Source document

== == ==

The Eldercare Industrial Complex: Favoring Corporations Over Care

By Ed Dudensing

The increasing corporatization of skilled nursing facilities is a root cause of the hidden na­tional scandal of elder abuse.

Who owns nursing homes? The answer often depends upon who is asking. If a family caregiver is being shown around a leafy facility with the intention of shelling out thousands of dol­lars each month for their older loved one to reside there, corporate owners spare no expense in flaunting untrammeled devotion to their residents’ comfort, health and well-being. If, like me, you’re an elder abuse attorney with questions about a fatal abdication of care, the red carpet is rolled back up, the owners recede into the shadows and the facility claims to be barely keeping its head above water.

Eldercare facilities being gobbled up by private equity is nothing new. Proprietary chains have been owning and operating nursing homes since at least the 1960s, and the corporatized model of eldercare has been dominant for 40 years. A 1986 paper showed that more than 75 percent of nursing homes nationwide were owned by for-profit interests, a trend that has continued unabated.

But big money and remote management have not translated into greater accountability or high­er standards of care. Quite the opposite.

Nursing Homes and the Hazards of Corporatization

In 2007, The New York Times ran an investigative piece about the way private equity firms divided own­ership of nursing home chains into multiple companies, shielding themselves from lawsuits and regula­tory oversight. The investigation gathered government data on thousands of nursing homes across the country that were acquired by Wall Street investment companies such as the Carlyle Group, whose other assets include fast-food chains and electronics retailers. Unsurprisingly, standards of care did not improve under Dunkin’ Donuts’ ownership.

According to the Times article, residents at those nursing homes subject to mergers and acquisi­tions by private equity were worse off (according to various regulatory metrics) than they had been under the previous owners. The facilities at the center of this ruthless enterprise saw costs slashed and profits raised, before being quickly sold at significant markups to other cabals of faceless in­vestors.

Rinse, repeat

Treating the acquisition of nursing facilities like real estate flipping has had dire consequences for residents who have been passed from corporation to corporation. And, as Times reporter Charles Duhigg pointed out, the decline in care is mirrored by a stark lack of accountability and transparency: “The Byzantine structures established at homes owned by private investment firms … make it harder for regulators to know if one company is responsible for multiple centers. And the structures help managers bypass rules that require them to report when they, in effect, pay them­selves from programs like Medicare and Medicaid.

“By contrast, publicly owned nursing home chains are essentially required to disclose who controls their facilities in securities filings and other regulatory documents.”

== == ==

Provided information
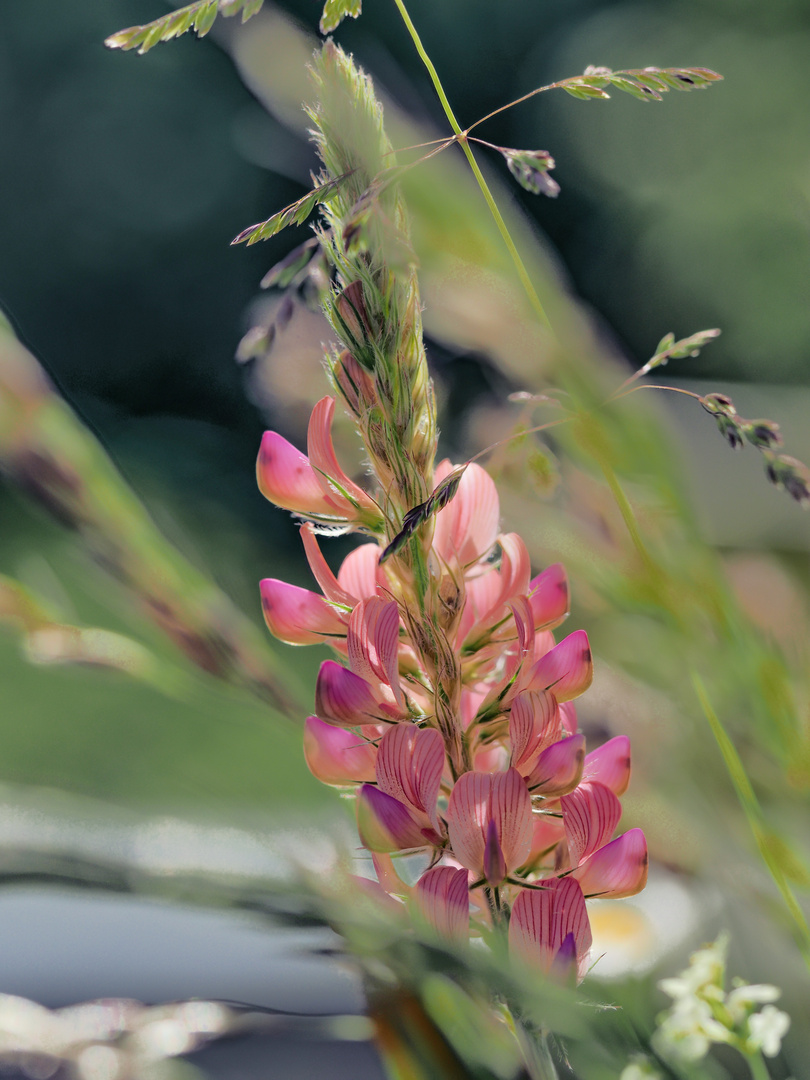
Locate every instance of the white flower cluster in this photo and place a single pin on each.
(702, 1012)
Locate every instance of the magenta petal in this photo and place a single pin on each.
(343, 698)
(558, 768)
(549, 597)
(610, 765)
(444, 901)
(590, 814)
(618, 869)
(297, 616)
(386, 824)
(567, 669)
(337, 756)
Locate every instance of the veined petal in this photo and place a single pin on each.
(549, 597)
(543, 918)
(297, 616)
(610, 765)
(567, 670)
(558, 768)
(337, 756)
(590, 814)
(334, 482)
(286, 477)
(618, 869)
(409, 766)
(443, 899)
(321, 571)
(343, 698)
(467, 527)
(386, 824)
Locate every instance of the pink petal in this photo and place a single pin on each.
(321, 571)
(360, 572)
(444, 901)
(337, 756)
(297, 616)
(334, 482)
(542, 920)
(285, 477)
(610, 765)
(567, 670)
(549, 597)
(343, 698)
(534, 724)
(468, 526)
(558, 768)
(386, 824)
(409, 767)
(618, 869)
(373, 643)
(590, 815)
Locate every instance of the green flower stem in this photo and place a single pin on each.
(462, 140)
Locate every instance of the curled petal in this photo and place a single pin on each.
(549, 597)
(567, 670)
(610, 765)
(337, 756)
(444, 901)
(618, 869)
(590, 814)
(481, 797)
(409, 766)
(297, 616)
(558, 768)
(386, 824)
(468, 526)
(542, 920)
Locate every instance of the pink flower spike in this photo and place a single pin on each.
(590, 814)
(346, 699)
(610, 765)
(481, 797)
(618, 869)
(332, 478)
(558, 768)
(409, 766)
(542, 920)
(386, 824)
(567, 670)
(549, 597)
(443, 899)
(297, 616)
(286, 477)
(337, 756)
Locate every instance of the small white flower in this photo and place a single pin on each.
(767, 1029)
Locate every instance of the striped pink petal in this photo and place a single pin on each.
(297, 616)
(534, 724)
(334, 482)
(386, 824)
(590, 814)
(373, 643)
(443, 899)
(337, 756)
(468, 526)
(481, 797)
(543, 918)
(558, 768)
(567, 670)
(610, 765)
(286, 477)
(331, 585)
(618, 869)
(549, 597)
(409, 766)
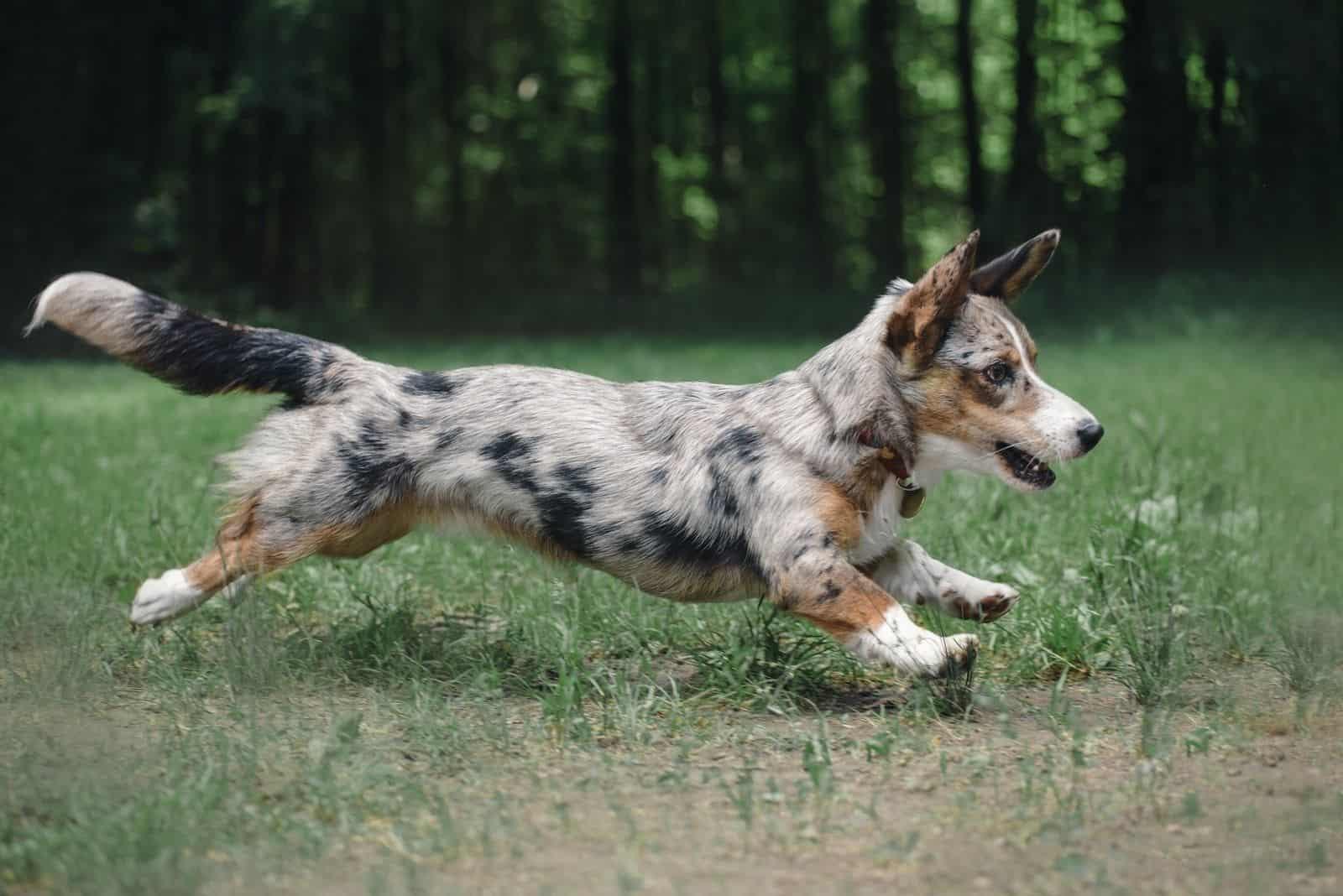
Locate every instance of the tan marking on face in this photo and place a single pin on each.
(962, 404)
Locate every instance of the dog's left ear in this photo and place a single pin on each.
(927, 309)
(1009, 275)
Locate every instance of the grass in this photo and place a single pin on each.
(454, 712)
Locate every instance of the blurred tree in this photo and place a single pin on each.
(886, 136)
(977, 190)
(410, 160)
(624, 239)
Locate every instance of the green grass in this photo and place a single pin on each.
(452, 699)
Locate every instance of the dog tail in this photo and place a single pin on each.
(198, 354)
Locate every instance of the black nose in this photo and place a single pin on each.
(1090, 435)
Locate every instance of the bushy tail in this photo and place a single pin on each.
(195, 353)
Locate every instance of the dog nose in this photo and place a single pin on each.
(1090, 435)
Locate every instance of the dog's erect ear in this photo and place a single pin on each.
(924, 311)
(1009, 275)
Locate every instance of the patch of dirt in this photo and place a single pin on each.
(1031, 795)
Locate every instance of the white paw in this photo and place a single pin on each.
(165, 597)
(904, 645)
(978, 600)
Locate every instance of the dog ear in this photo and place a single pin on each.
(927, 309)
(1009, 275)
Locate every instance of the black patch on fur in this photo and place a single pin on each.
(447, 438)
(374, 472)
(672, 541)
(723, 499)
(429, 383)
(201, 356)
(742, 443)
(562, 521)
(512, 459)
(577, 477)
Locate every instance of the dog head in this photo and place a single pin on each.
(978, 401)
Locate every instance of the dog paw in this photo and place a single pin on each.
(982, 604)
(163, 598)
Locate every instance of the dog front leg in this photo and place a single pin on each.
(911, 575)
(853, 609)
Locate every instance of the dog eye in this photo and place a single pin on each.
(998, 373)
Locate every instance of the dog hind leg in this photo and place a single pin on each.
(246, 548)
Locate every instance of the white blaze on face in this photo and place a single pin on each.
(1058, 418)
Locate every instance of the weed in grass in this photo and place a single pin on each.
(1309, 649)
(742, 795)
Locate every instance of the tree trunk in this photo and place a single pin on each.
(368, 83)
(653, 128)
(723, 260)
(883, 123)
(624, 239)
(809, 125)
(1025, 176)
(1221, 190)
(977, 195)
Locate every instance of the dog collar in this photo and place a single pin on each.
(912, 501)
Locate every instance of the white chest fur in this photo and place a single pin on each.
(880, 526)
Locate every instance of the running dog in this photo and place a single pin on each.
(792, 488)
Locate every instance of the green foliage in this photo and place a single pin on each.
(415, 161)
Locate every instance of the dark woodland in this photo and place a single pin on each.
(588, 164)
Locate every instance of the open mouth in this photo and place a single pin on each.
(1027, 467)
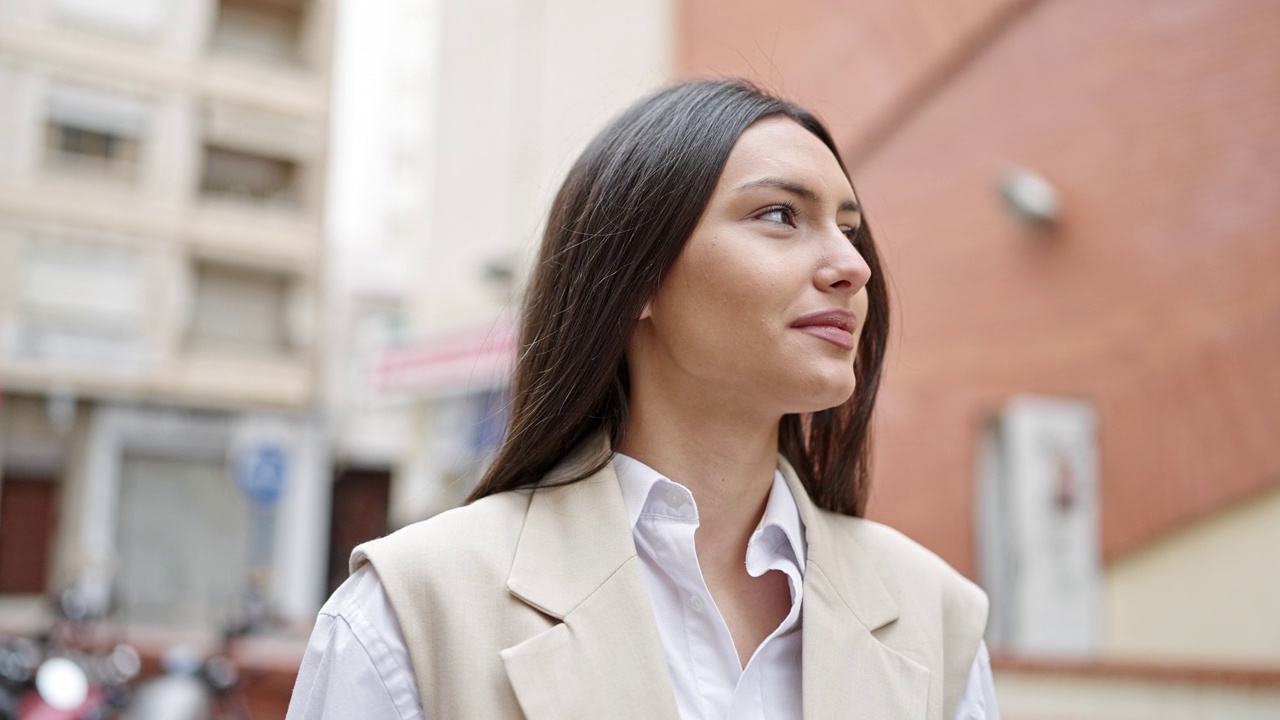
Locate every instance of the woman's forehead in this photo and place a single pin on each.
(781, 149)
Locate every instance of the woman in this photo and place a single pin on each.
(702, 346)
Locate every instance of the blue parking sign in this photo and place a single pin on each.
(261, 470)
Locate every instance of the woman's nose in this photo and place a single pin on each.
(844, 268)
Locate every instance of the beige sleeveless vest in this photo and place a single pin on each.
(533, 605)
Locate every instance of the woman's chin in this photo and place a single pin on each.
(826, 393)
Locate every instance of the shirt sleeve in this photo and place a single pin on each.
(356, 662)
(978, 701)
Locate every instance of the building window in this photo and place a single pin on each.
(265, 31)
(182, 541)
(240, 310)
(94, 133)
(132, 19)
(250, 177)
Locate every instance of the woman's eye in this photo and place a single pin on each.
(781, 215)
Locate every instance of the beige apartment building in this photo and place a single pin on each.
(161, 185)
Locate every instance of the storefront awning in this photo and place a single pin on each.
(462, 361)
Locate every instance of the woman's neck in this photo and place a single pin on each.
(726, 460)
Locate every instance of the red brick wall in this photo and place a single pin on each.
(848, 60)
(1159, 122)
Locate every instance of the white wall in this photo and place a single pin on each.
(1210, 592)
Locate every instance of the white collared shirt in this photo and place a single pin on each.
(357, 665)
(705, 671)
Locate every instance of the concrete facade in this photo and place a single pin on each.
(161, 201)
(517, 89)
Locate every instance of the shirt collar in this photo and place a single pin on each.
(638, 482)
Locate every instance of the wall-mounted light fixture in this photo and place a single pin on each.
(1031, 197)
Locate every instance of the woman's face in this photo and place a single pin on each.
(766, 302)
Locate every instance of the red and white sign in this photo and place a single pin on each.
(462, 361)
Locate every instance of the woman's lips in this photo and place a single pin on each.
(833, 326)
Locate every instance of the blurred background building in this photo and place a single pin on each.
(161, 254)
(242, 324)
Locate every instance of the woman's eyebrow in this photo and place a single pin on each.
(798, 190)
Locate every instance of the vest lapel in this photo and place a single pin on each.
(576, 563)
(848, 671)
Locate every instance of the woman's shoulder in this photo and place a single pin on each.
(904, 561)
(467, 538)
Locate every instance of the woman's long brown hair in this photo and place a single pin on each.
(617, 224)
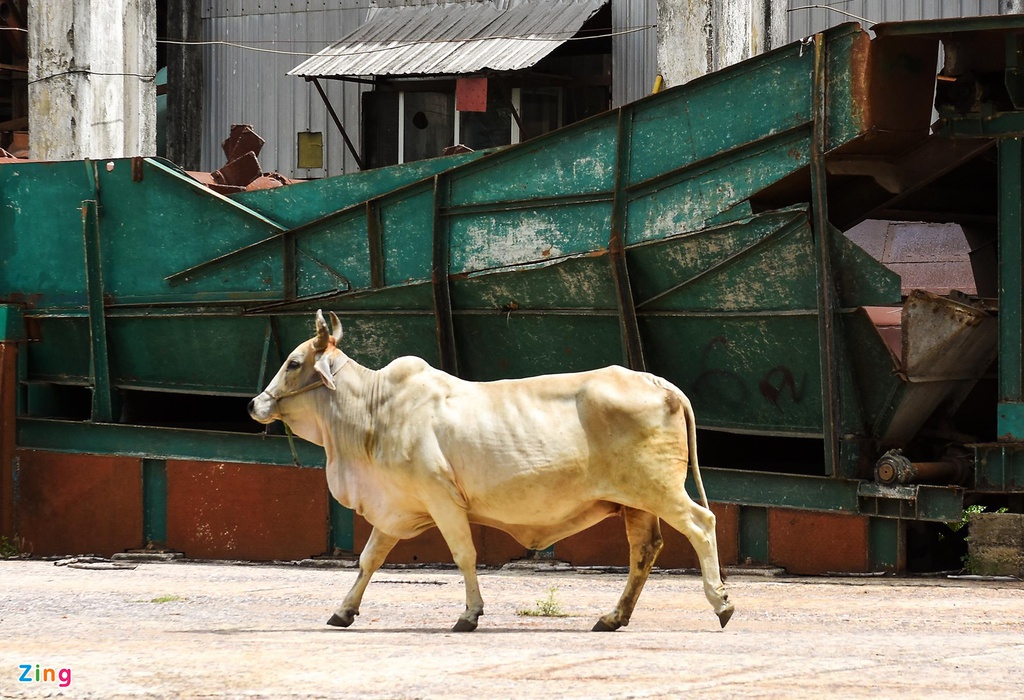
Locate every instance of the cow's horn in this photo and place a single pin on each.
(323, 333)
(336, 324)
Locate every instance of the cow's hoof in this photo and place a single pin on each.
(604, 625)
(464, 625)
(726, 615)
(342, 620)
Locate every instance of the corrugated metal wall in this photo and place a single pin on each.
(634, 51)
(249, 86)
(805, 22)
(245, 86)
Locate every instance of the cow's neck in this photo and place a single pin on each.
(345, 423)
(346, 419)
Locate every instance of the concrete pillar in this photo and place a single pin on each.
(184, 84)
(91, 86)
(695, 37)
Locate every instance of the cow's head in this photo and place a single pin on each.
(311, 365)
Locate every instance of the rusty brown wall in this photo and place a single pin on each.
(70, 504)
(8, 384)
(76, 504)
(806, 542)
(252, 512)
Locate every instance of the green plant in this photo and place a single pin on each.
(963, 522)
(546, 607)
(164, 599)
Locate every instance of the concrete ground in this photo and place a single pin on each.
(196, 630)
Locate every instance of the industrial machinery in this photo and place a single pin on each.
(696, 233)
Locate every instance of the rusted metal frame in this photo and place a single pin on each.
(773, 237)
(209, 265)
(327, 268)
(337, 121)
(289, 278)
(827, 342)
(632, 343)
(1011, 408)
(919, 168)
(439, 279)
(733, 154)
(99, 362)
(375, 242)
(264, 360)
(534, 203)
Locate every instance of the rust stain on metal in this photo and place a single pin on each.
(861, 66)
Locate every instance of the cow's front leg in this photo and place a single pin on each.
(644, 535)
(371, 559)
(455, 528)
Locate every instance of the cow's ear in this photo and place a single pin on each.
(336, 324)
(323, 366)
(323, 333)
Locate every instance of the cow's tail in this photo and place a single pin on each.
(691, 447)
(679, 400)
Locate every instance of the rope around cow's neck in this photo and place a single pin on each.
(291, 443)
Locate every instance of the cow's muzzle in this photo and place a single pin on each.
(263, 408)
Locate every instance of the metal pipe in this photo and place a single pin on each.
(894, 469)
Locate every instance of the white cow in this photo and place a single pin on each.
(410, 447)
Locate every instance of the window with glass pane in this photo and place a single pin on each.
(539, 111)
(429, 124)
(380, 128)
(486, 129)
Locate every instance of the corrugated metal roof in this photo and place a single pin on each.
(452, 39)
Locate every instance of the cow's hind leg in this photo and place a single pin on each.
(371, 559)
(455, 528)
(697, 524)
(644, 535)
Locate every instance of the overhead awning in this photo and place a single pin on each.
(455, 38)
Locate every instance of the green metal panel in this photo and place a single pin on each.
(886, 544)
(163, 443)
(304, 202)
(10, 323)
(754, 534)
(636, 236)
(1011, 418)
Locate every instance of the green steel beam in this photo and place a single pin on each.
(830, 389)
(163, 443)
(1011, 411)
(754, 534)
(99, 365)
(887, 544)
(11, 326)
(998, 468)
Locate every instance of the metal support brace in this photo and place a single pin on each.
(439, 277)
(830, 396)
(632, 343)
(1011, 410)
(337, 122)
(99, 364)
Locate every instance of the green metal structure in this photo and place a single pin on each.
(695, 233)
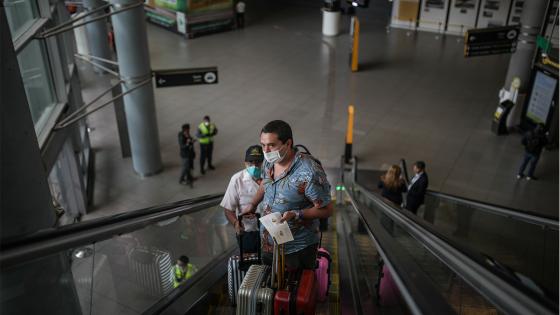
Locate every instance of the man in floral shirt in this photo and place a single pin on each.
(294, 184)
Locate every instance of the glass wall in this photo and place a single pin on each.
(36, 76)
(51, 85)
(21, 14)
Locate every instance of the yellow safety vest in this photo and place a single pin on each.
(180, 274)
(206, 133)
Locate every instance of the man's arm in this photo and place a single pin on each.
(310, 213)
(230, 215)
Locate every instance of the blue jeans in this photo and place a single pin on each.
(529, 158)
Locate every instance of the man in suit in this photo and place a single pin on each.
(417, 187)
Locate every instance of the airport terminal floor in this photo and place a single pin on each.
(416, 97)
(484, 242)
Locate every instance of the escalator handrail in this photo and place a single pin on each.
(511, 298)
(89, 224)
(53, 241)
(420, 293)
(550, 222)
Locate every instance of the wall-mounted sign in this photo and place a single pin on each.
(541, 99)
(194, 76)
(491, 41)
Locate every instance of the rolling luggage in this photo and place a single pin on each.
(298, 295)
(323, 274)
(254, 295)
(238, 266)
(152, 270)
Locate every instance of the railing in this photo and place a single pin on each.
(529, 217)
(503, 291)
(120, 262)
(420, 293)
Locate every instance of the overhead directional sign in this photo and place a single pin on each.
(491, 41)
(193, 76)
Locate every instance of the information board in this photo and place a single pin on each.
(491, 41)
(540, 102)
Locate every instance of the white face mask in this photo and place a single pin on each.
(273, 156)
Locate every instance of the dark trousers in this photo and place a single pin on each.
(304, 259)
(206, 154)
(531, 159)
(240, 20)
(186, 170)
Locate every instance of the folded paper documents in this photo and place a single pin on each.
(279, 231)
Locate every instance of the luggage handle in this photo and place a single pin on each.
(240, 239)
(278, 265)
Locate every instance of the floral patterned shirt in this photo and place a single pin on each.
(301, 186)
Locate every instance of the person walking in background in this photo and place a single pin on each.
(205, 134)
(240, 14)
(242, 187)
(182, 271)
(392, 185)
(417, 187)
(534, 141)
(186, 145)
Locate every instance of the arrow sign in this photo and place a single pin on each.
(192, 76)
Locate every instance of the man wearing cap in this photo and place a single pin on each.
(240, 192)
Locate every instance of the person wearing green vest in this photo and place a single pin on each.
(205, 135)
(182, 271)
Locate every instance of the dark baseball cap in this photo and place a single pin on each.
(254, 154)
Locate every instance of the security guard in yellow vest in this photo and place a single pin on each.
(182, 271)
(206, 132)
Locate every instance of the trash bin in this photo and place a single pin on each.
(499, 126)
(331, 22)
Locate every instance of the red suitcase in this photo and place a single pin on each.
(299, 296)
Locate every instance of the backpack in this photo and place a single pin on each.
(533, 143)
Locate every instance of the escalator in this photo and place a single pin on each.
(520, 242)
(121, 264)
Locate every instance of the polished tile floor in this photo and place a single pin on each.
(416, 97)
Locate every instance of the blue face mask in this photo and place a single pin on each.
(254, 171)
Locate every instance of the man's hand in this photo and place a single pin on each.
(250, 209)
(288, 215)
(239, 229)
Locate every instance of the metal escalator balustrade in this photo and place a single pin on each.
(121, 264)
(480, 275)
(525, 242)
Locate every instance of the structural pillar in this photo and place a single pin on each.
(134, 68)
(532, 19)
(97, 33)
(44, 285)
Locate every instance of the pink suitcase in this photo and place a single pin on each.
(388, 292)
(323, 274)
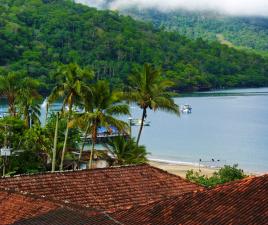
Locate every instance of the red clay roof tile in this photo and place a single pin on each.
(242, 202)
(105, 189)
(24, 209)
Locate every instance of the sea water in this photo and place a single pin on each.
(225, 127)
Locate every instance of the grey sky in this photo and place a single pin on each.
(235, 7)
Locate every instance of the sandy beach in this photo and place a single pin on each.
(181, 169)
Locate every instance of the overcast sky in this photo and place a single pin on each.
(235, 7)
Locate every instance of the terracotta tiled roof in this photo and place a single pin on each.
(242, 202)
(104, 189)
(25, 209)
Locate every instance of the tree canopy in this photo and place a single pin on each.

== == ==

What you will do
a - From the article on nursing home corporatization, extract the passage from "But big money" to "Dunkin’ Donuts’ ownership.".
b - Condense the paragraph of the nursing home article that begins "Eldercare facilities being gobbled up" into a shorter version that keeps its main facts.

Solutions per task
a -
But big money and remote management have not translated into greater accountability or high­er standards of care. Quite the opposite.

Nursing Homes and the Hazards of Corporatization

In 2007, The New York Times ran an investigative piece about the way private equity firms divided own­ership of nursing home chains into multiple companies, shielding themselves from lawsuits and regula­tory oversight. The investigation gathered government data on thousands of nursing homes across the country that were acquired by Wall Street investment companies such as the Carlyle Group, whose other assets include fast-food chains and electronics retailers. Unsurprisingly, standards of care did not improve under Dunkin’ Donuts’ ownership.

b - Private equity buying up eldercare facilities is not new. Proprietary chains have owned and run nursing homes since at least the 1960s, and the corporate model has dominated for 40 years. A 1986 paper found that over 75 percent of nursing homes nationwide were for-profit, and that trend has continued unabated.